Published on May 3rd, 2020 | by Damien Straker
Hearts and Bones – Film Review
Reviewed by Damien Straker on the 3rd of May 2020
Madman presents a film by Ben Lawrence
Produced by Matt Reeder
Screenplay by Beatrix Christian and Ben Lawrence
Starring Hugo Weaving, Andrew Luri, Bolude Watson, and Hayley McElhinney
Music by Rafael May
Cinematography Hugh Miller
Edited by Phillip Horn
Running Time: 110 minutes
Release Date: the 6th of May (fast tracked from cinema to digital)
Hearts and Bones’ dull visuals and undernourished script detract from its strong performances and sincere intentions. The film is directed by Ben Lawrence, the son of filmmaker Ray Lawrence (Lantana, 2001). It marks his feature debut following a short film and several documentaries. He photographs this Sydney‑set racial drama using handheld cameras but without a unique filmic imprint. It is curious considering Lawrence, born in England, is himself a photographer. However, scenes of movement feel overly relegated to driving cars at night and the film’s cut retains too many superfluous moments.

* * * *

Copy the passage of the Hearts and Bones review word for word, beginning with "Published on May" and stopping after "cinema to digital)".

* * * *

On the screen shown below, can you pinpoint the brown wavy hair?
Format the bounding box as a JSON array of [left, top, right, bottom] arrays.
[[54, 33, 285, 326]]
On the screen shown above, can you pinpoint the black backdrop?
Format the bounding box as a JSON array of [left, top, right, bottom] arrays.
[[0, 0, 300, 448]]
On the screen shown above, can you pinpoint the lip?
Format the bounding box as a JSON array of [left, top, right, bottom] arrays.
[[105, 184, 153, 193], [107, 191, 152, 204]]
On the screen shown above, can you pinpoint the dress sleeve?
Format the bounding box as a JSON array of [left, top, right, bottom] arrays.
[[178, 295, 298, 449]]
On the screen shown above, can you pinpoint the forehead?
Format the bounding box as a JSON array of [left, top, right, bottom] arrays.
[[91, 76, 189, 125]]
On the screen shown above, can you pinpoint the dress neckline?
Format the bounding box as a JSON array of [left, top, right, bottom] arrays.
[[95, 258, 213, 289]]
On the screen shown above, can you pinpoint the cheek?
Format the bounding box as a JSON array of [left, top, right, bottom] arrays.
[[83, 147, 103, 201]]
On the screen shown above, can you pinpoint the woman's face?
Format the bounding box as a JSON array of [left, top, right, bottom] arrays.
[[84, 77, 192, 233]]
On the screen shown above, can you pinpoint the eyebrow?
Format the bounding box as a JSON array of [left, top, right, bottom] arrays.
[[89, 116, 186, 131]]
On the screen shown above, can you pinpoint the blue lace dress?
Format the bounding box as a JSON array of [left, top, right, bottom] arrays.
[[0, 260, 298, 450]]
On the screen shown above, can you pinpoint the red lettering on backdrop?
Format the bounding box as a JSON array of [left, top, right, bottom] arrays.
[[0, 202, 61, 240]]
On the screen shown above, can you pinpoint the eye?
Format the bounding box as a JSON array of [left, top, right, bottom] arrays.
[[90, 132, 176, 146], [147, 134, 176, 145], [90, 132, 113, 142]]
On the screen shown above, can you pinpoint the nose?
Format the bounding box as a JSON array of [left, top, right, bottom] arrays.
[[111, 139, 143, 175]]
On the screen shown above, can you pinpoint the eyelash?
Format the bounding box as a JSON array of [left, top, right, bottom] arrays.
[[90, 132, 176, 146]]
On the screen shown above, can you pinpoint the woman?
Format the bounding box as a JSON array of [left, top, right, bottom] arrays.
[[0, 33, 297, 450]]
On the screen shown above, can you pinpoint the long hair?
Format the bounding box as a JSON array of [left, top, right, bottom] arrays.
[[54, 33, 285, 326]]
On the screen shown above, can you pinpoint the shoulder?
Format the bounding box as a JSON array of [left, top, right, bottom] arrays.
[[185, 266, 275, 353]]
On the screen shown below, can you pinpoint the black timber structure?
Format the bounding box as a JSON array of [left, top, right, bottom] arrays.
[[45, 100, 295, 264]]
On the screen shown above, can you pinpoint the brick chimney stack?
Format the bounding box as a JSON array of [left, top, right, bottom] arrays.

* * * *

TASK OUTPUT
Published on May 3rd, 2020 | by Damien Straker
Hearts and Bones – Film Review
Reviewed by Damien Straker on the 3rd of May 2020
Madman presents a film by Ben Lawrence
Produced by Matt Reeder
Screenplay by Beatrix Christian and Ben Lawrence
Starring Hugo Weaving, Andrew Luri, Bolude Watson, and Hayley McElhinney
Music by Rafael May
Cinematography Hugh Miller
Edited by Phillip Horn
Running Time: 110 minutes
Release Date: the 6th of May (fast tracked from cinema to digital)